TASK DIRECTIONS: Retype the listing that follows, word for word.
#####
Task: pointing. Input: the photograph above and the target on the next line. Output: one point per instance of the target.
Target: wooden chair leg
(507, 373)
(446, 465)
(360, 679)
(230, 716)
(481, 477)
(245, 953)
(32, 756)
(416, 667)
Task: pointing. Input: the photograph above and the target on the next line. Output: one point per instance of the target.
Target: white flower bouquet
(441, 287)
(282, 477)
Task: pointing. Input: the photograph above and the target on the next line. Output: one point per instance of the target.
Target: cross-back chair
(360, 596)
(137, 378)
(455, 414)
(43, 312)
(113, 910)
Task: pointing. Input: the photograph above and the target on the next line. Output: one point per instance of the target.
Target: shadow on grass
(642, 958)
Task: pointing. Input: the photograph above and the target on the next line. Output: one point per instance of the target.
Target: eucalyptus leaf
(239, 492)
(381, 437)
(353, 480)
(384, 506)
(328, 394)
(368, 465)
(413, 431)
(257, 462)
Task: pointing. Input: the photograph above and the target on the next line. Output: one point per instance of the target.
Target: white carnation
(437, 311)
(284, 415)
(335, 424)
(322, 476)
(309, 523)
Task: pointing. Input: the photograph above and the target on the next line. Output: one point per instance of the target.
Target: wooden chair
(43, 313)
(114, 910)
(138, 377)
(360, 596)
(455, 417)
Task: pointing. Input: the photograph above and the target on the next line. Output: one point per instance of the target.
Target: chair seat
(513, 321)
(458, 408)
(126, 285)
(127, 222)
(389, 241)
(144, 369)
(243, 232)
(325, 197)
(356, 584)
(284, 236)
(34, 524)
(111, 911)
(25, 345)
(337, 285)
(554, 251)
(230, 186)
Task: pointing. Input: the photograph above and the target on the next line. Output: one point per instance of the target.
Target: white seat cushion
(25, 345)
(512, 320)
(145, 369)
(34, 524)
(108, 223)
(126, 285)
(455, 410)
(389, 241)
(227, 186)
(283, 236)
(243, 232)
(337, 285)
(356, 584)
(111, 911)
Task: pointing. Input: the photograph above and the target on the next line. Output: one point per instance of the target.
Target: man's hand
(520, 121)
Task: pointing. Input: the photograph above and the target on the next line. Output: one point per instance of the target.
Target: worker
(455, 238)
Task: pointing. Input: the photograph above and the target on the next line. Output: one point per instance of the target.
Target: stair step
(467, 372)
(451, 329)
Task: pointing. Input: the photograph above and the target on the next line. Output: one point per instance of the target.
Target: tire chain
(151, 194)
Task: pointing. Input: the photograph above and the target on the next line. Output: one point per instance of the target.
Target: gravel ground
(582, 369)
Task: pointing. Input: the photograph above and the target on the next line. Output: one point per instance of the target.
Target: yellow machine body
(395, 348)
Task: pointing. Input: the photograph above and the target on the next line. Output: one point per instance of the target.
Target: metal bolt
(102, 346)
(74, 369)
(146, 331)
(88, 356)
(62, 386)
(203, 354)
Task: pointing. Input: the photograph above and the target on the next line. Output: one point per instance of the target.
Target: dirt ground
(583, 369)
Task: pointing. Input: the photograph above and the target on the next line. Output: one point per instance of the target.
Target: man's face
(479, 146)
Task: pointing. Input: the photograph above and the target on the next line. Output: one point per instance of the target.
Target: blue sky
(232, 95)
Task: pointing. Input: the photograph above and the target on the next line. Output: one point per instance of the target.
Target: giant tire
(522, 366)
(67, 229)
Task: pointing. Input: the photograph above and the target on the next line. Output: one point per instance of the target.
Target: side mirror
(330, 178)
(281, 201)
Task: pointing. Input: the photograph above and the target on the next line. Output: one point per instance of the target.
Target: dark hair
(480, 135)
#####
EXPECTED ANSWER:
Task: pointing. Input: the photograph above and the target on the next line. Output: one point per instance of the target.
Target: wooden chair leg
(507, 373)
(446, 465)
(360, 679)
(230, 716)
(481, 477)
(245, 953)
(32, 756)
(416, 667)
Task: pointing. Input: the photograph above and the target on the next line. Output: one point per instance of the target.
Target: white flower bouquet
(441, 287)
(282, 477)
Task: pointing. Input: the photograph above and the target on the next line. Output: one point per instance of the target.
Target: cross-back chair
(360, 596)
(137, 378)
(455, 414)
(43, 312)
(113, 910)
Task: pointing. Input: the photograph above and the target on the next line. Output: one point per instance of the target.
Target: shadow on grass
(642, 958)
Task: pointing. Input: the photograph above and the target on the next line. Output: one point per instance of the target.
Target: eucalyptus leaf
(239, 492)
(381, 437)
(353, 480)
(384, 506)
(328, 394)
(368, 465)
(413, 431)
(257, 462)
Task: pointing. Input: the photograph above and the target on the next line. Output: one point per instance of the target.
Target: white carnation
(437, 311)
(284, 415)
(335, 424)
(322, 476)
(309, 523)
Task: pointing. Input: the photograph above and the target on the next line. Output: one point per instance of the target.
Target: wooden chair
(43, 313)
(114, 910)
(138, 377)
(360, 596)
(455, 417)
Task: pointing. Input: the photograph above and the target on the next line. Output: one point per instance of the target.
Target: chair seat
(513, 321)
(458, 408)
(126, 285)
(127, 222)
(389, 241)
(144, 369)
(243, 232)
(325, 197)
(356, 584)
(284, 236)
(34, 524)
(111, 911)
(25, 345)
(337, 285)
(554, 251)
(230, 186)
Task: pointing. Input: the photograph above and the target on the next line. Output: one point per instance of the target.
Target: white seat cushion
(25, 345)
(512, 320)
(145, 369)
(34, 524)
(108, 223)
(126, 285)
(455, 410)
(389, 241)
(227, 186)
(283, 236)
(243, 232)
(337, 285)
(356, 584)
(111, 911)
Task: pointing. Input: the photograph above and the target on the next line. Output: one point per instance of the target.
Target: man's hand
(520, 121)
Task: pointing. Input: the photograph above and the target on the next line. Output: one point per instance of the target.
Target: worker
(455, 238)
Task: pointing. Input: the photograph above and the target on the next line. Output: one point per instance of the target.
Target: stair step
(467, 372)
(451, 329)
Task: pointing. Input: the photograph above and the target on the next line. Output: one point per instance of the target.
Target: tire chain
(151, 194)
Task: pointing. Input: the photograph above and the target on the next line. Output: one point per instance of the target.
Target: gravel ground
(582, 369)
Task: pointing. Input: the photograph above and the target on the next line. Output: one point per instance of the target.
Target: yellow machine body
(395, 348)
Task: pointing. Input: the photograph above and the target on the next line. Output: one point per instance of the target.
Target: metal bolt
(102, 346)
(74, 369)
(146, 331)
(88, 356)
(62, 386)
(203, 354)
Task: pointing. Input: the photograph above and the target on the next line. Output: one point per instance of the target.
Target: dirt ground
(583, 369)
Task: pointing. Input: the photograph above and the target on the next line. Output: one point per instance of the target.
Target: man's face
(479, 146)
Task: pointing. Input: the photograph above and the target on the next line. Output: one point per instance of the target.
Target: blue sky
(232, 95)
Task: pointing. Input: the photograph above and the target on the next line. Output: one point per instance of the target.
Target: giant tire
(522, 366)
(67, 229)
Task: pointing. Input: the photograph above and the target on the next line. Output: one point per instance of the target.
Target: side mirror
(330, 178)
(281, 201)
Task: pointing. Input: the photograph above and the target on the next line. Output: one point per instance of the target.
Target: dark hair
(480, 135)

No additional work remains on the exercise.